Written task>
Extract every line of the rows below that contains the word "shadow".
═══ Records to process
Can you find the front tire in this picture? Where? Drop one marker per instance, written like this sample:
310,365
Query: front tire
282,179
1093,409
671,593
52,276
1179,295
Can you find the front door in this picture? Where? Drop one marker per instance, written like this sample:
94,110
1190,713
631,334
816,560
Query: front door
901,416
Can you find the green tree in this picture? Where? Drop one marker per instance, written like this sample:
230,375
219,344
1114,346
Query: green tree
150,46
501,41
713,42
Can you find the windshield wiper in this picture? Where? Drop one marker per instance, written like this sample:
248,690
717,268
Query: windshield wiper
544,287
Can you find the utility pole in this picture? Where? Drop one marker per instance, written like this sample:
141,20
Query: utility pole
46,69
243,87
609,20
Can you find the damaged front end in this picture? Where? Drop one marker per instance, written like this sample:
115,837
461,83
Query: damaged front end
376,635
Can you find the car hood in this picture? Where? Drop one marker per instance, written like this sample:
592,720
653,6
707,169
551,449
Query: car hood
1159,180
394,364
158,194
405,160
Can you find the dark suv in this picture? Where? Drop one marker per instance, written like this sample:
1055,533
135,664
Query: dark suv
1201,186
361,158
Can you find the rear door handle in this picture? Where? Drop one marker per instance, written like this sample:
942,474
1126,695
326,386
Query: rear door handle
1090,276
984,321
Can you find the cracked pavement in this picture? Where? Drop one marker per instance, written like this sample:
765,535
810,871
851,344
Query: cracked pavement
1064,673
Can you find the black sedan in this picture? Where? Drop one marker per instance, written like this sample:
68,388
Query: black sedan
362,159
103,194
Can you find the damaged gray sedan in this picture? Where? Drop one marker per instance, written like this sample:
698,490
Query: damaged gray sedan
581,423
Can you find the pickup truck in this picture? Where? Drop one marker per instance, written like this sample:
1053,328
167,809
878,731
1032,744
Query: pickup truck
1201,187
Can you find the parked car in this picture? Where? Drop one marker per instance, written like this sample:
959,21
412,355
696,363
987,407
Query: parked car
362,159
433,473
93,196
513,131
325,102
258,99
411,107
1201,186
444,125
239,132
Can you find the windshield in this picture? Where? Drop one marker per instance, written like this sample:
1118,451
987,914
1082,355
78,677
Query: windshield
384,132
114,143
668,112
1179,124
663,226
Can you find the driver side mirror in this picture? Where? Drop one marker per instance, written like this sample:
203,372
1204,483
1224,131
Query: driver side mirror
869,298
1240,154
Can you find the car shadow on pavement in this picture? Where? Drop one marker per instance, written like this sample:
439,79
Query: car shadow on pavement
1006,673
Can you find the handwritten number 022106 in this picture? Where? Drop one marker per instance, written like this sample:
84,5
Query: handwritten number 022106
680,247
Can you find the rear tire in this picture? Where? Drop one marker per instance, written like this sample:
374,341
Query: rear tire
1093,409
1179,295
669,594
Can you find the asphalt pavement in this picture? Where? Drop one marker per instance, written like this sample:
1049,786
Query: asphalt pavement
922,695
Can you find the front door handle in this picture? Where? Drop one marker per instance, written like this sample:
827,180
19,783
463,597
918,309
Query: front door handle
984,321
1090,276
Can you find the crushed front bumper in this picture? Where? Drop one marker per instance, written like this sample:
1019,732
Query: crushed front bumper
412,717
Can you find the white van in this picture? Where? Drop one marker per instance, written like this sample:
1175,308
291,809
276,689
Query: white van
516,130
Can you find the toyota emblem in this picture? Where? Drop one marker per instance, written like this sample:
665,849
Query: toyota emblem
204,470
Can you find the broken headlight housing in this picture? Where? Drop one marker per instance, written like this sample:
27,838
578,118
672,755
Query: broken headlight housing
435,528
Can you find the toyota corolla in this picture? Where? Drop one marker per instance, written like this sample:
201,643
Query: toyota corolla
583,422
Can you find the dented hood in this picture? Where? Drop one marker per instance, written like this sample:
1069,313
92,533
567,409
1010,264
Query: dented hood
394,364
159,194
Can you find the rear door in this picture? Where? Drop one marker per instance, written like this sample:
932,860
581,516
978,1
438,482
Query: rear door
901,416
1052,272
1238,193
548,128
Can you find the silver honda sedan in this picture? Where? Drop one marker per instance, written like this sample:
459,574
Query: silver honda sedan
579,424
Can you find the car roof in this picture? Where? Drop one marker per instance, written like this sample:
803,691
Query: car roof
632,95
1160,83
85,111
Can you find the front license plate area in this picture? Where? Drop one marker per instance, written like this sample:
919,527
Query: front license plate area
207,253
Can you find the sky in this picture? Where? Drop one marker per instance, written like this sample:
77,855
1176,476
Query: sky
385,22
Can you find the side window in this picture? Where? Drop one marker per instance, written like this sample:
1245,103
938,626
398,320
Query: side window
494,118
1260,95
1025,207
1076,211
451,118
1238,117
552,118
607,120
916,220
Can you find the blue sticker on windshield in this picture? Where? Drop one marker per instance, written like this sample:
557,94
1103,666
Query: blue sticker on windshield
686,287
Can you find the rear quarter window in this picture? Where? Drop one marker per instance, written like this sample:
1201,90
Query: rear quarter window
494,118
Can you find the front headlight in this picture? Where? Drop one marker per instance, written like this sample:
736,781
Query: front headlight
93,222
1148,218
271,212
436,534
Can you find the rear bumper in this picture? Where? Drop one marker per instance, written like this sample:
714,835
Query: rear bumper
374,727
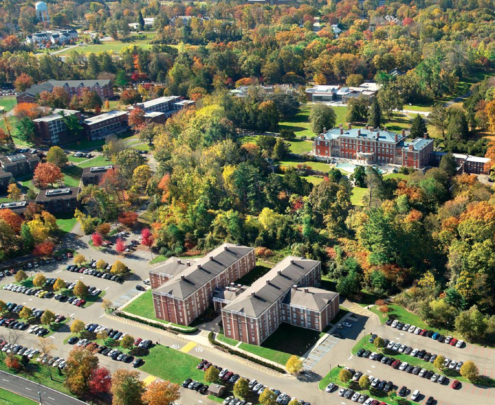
══════
Output for this exercise>
Can you find the car shadow on pavement in this picture? Where? Drop one marker per instance, written like this sample:
Query: car shadow on pavement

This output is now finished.